#### [INSTRUCTIONS TO FOLLOW]
Where does the word "shoe" show up in the records? Copy every line that has it.

#### [MATERIAL TO PROCESS]
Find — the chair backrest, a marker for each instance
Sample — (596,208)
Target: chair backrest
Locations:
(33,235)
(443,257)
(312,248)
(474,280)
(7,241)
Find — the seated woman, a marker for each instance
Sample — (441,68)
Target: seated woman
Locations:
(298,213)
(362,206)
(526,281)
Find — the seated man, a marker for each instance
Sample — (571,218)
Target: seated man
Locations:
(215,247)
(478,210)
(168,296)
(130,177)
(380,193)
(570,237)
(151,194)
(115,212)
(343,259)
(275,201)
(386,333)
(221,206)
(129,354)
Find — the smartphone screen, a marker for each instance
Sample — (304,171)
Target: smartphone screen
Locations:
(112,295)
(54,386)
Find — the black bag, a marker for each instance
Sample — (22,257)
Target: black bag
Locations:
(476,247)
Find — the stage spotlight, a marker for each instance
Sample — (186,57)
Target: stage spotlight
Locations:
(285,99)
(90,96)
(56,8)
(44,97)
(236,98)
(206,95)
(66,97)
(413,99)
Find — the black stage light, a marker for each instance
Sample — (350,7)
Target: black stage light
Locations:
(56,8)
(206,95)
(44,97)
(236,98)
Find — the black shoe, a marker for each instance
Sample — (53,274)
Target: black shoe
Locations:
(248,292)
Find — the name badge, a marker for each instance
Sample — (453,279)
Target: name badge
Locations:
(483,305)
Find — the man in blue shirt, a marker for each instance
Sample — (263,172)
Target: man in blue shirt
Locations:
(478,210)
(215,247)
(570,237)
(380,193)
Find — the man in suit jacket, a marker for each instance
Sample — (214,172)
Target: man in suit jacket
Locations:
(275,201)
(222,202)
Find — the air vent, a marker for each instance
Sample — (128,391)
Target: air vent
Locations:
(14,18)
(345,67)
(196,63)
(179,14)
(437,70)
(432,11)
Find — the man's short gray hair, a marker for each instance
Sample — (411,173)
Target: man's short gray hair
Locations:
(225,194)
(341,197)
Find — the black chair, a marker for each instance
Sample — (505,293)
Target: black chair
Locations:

#### [ANSWER BOX]
Find — the black shoe, a marker for each instance
Target: black shoe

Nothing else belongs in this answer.